TEXT PROVIDED:

__________

4.       On 5th February, 1965 a limited liability company was incorporated in Ireland under CRO
22322 called Emerald Contract Cleaners (Ireland) Limited. The registered shareholders
and directors of this company were James V. Sheridan and Patrick F. Sheridan. The
precise circumstances in which this company came to be incorporated are not clear. It
did not then carry on business.
5.       When in 1972 James Valentine Sheridan returned to Ireland he bought a house at 229
Sea Park Estate, Malahide, County Dublin. James Valentine Sheridan was initially
involved in the motor trade with another brother, Anthony Sheridan. The accountant for
the motor business was Fintan P. Flannelly, to whom James Valentine was introduced by
Anthony. The motor business did not prosper and in 1974 James Valentine Sheridan
established a contract cleaning business here. He instructed Mr. Flannelly to incorporate
a new company but somehow or other the cleaning business came to be carried on
through CRO 22322, which had not theretofore traded.
6.       There is not the slightest doubt that the James V. Sheridan who was introduced to Mr.
Flannelly was James Valentine Sheridan but Mr. Flannelly thought that James V.
Sheridan’s middle name was Vincent and used the name James Vincent Sheridan in the
companies office filings for CRO 22322.
Page 2 ⇓
7.       Between 1974 and 1989 the cleaning business carried on by CRO 22322 was carried on
by James Valentine Sheridan and his family. Patrick F. Sheridan had no involvement.
For reasons which at this remove are not apparent, in 1989 James Valentine Sheridan
decided to form a new company. Mr. Flannelly incorporated a new company called
Emerald Contract Cleaners Limited under CRO 148369. That company and CRO 22322
swapped names so that CRO 148369 became Emerald Contract Cleaners (Ireland) Limited
and CRO 22322 became Emerald Contract Cleaners Limited. All of the assets and
undertaking of CRO 22322 were moved into CRO 148369 and on 9th April, 1999 CRO
22322 was struck off the register. The typed forms prepared by Mr. Flannelly’s office
showed the directors as James Vincent Sheridan and Helen Sheridan, both of 229 Sea
Park Estate, Malahide, County Dublin, and were signed James V. Sheridan.
8.       As Patrick F. Sheridan had followed his brother James V. Sheridan to Poughkeepsie, New
York, he appears to have followed him back to Dublin, where, in 1996 unhappy
differences brought Patrick F. Sheridan and his wife Pauline Elizabeth Sheridan before
McGuinness J. in the High Court.
9.       In the litigation before McGuinness J., Pauline Sheridan claimed that Patrick F. Sheridan
had clandestinely repatriated a large sum of money from New York. A sum of
IR£2,112,210 was said to have been transferred by Patrick F. Sheridan to either CRO
22322 or CRO 148369 “in the name of James V. Sheridan”.

__________

STATED PROBLEM:
Quote the passage of the judgment excerpt on Emerald Contract Cleaners word for word, starting at "Flannelly was James" and ending at "for CRO 22322.".

RAW DATA:

__________

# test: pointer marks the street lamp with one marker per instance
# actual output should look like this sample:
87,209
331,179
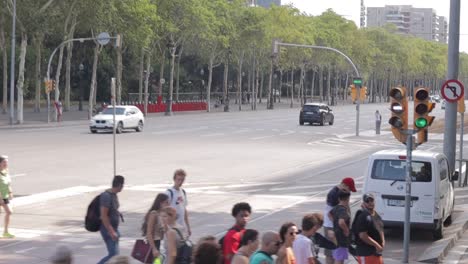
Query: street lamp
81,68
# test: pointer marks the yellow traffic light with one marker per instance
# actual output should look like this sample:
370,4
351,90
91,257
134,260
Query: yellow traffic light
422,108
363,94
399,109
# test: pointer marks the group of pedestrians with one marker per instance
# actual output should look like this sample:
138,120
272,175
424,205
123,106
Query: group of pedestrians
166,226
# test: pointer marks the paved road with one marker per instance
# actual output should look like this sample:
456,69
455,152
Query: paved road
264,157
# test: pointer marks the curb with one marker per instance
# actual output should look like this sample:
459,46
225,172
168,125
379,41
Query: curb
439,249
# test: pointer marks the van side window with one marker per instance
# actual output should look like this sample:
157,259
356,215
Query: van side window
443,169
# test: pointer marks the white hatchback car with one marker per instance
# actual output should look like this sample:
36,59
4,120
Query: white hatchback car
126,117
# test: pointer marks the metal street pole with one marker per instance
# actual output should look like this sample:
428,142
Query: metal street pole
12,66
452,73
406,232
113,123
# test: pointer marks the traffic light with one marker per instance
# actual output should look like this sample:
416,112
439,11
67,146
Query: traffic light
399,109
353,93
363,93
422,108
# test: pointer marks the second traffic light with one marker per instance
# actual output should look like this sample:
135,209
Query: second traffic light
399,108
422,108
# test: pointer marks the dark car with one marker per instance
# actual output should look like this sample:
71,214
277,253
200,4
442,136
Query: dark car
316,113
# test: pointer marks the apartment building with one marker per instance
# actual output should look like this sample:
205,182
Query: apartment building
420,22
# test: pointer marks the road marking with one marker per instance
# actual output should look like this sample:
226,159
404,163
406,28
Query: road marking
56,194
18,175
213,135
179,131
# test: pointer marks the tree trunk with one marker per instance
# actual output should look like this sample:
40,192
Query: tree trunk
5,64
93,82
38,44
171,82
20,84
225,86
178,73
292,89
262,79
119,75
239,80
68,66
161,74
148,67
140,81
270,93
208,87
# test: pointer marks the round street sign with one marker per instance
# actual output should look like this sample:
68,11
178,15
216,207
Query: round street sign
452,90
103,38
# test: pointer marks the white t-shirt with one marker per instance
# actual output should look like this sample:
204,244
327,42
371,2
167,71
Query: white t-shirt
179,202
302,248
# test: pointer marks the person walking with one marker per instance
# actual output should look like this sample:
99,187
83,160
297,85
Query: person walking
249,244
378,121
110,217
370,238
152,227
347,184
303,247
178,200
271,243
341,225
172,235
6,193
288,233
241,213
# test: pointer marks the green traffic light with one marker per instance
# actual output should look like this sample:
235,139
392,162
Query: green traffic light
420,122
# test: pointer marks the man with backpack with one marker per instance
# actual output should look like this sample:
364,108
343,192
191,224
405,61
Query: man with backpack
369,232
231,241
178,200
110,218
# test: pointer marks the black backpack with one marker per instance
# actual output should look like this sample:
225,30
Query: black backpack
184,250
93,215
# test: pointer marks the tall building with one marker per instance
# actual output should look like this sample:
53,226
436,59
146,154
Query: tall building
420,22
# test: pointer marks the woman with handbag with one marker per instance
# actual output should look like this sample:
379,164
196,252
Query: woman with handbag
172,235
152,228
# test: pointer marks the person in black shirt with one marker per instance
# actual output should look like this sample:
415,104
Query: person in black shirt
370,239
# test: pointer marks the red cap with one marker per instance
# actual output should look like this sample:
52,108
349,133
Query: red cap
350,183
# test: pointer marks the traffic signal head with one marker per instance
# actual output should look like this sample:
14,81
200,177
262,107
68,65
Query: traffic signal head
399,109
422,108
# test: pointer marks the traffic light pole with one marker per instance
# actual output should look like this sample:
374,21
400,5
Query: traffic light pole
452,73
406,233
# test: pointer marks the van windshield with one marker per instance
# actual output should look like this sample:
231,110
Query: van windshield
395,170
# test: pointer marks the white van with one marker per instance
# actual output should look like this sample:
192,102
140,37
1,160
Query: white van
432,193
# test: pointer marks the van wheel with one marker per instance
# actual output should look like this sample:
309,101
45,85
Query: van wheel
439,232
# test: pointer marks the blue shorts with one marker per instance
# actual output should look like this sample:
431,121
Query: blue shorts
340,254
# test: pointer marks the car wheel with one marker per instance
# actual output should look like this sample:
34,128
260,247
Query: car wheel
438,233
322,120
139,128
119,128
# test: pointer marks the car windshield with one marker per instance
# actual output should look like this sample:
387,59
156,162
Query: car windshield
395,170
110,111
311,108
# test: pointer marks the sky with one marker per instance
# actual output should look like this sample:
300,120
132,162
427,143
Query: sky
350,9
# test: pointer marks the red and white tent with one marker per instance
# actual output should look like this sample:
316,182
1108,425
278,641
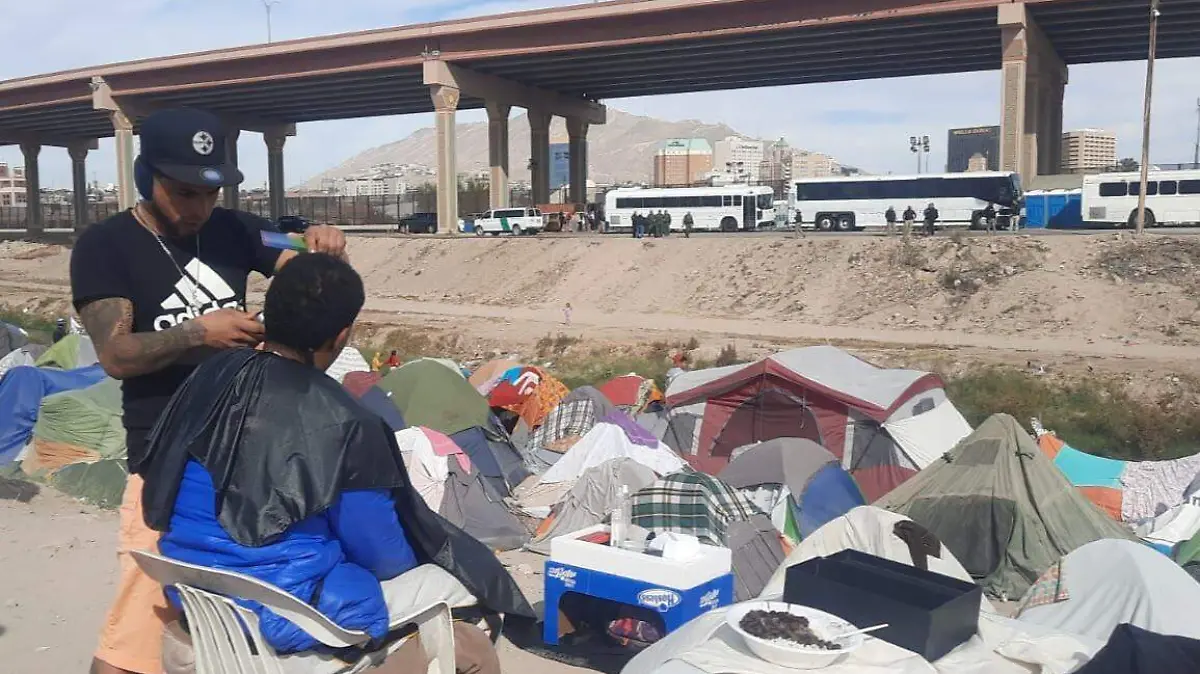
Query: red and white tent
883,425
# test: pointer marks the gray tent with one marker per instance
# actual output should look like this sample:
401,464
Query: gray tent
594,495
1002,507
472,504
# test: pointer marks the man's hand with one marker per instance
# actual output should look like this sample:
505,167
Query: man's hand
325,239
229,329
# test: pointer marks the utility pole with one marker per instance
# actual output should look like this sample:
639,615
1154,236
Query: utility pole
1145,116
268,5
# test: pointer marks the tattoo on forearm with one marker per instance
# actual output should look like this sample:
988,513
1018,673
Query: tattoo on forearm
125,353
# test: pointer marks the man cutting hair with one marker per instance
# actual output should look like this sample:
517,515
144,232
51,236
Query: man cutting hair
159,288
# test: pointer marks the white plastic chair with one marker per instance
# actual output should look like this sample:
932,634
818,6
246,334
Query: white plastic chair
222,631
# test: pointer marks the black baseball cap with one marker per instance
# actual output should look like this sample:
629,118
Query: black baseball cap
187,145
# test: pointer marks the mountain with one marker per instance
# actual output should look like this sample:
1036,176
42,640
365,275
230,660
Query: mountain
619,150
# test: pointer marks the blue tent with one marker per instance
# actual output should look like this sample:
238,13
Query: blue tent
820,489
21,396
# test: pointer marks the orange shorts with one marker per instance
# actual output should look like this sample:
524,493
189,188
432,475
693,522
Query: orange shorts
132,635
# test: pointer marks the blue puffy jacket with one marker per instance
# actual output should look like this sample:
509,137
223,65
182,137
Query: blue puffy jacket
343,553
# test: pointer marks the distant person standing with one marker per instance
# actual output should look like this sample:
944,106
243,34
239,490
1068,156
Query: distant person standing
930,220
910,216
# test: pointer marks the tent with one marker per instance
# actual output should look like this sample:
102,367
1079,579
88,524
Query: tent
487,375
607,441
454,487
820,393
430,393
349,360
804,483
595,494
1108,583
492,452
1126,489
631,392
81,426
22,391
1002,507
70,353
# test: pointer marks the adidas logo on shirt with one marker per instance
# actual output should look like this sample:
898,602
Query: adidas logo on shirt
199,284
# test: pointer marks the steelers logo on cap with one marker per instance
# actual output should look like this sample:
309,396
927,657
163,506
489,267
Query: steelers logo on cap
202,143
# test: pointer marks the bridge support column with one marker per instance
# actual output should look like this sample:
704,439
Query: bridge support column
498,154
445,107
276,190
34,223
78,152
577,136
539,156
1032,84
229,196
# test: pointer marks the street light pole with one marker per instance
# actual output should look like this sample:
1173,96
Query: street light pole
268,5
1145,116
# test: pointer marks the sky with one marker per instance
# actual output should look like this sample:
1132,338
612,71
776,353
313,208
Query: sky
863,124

__________

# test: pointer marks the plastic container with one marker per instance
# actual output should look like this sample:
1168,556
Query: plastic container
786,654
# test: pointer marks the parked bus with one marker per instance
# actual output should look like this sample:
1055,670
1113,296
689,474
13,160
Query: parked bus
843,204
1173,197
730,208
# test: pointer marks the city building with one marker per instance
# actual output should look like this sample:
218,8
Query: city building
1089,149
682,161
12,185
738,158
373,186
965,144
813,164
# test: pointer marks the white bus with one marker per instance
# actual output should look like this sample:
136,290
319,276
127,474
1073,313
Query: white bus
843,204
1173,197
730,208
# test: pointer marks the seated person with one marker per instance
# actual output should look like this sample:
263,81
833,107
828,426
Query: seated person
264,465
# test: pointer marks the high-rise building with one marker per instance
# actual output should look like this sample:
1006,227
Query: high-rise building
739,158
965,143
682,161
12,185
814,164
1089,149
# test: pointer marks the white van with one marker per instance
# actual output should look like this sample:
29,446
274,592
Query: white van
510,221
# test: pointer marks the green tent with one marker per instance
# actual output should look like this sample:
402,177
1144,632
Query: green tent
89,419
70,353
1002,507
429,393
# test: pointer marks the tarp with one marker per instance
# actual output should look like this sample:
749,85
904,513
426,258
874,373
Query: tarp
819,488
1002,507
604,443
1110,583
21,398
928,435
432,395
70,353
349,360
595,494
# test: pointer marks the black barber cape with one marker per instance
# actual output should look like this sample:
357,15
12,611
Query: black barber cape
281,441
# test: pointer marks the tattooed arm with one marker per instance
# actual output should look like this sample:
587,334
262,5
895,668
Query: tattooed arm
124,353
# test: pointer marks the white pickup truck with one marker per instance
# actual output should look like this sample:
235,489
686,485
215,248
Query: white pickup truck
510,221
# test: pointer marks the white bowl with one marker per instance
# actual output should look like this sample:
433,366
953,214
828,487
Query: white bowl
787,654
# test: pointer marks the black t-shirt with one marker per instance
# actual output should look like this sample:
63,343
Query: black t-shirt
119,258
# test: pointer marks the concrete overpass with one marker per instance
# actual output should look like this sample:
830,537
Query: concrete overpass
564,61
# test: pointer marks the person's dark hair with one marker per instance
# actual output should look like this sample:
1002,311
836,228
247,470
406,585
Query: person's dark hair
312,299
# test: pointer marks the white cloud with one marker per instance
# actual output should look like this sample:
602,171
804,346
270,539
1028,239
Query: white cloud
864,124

__________

FULL OUTPUT:
Flannelly was James Valentine Sheridan but Mr. Flannelly thought that James V.
Sheridan’s middle name was Vincent and used the name James Vincent Sheridan in the
companies office filings for CRO 22322.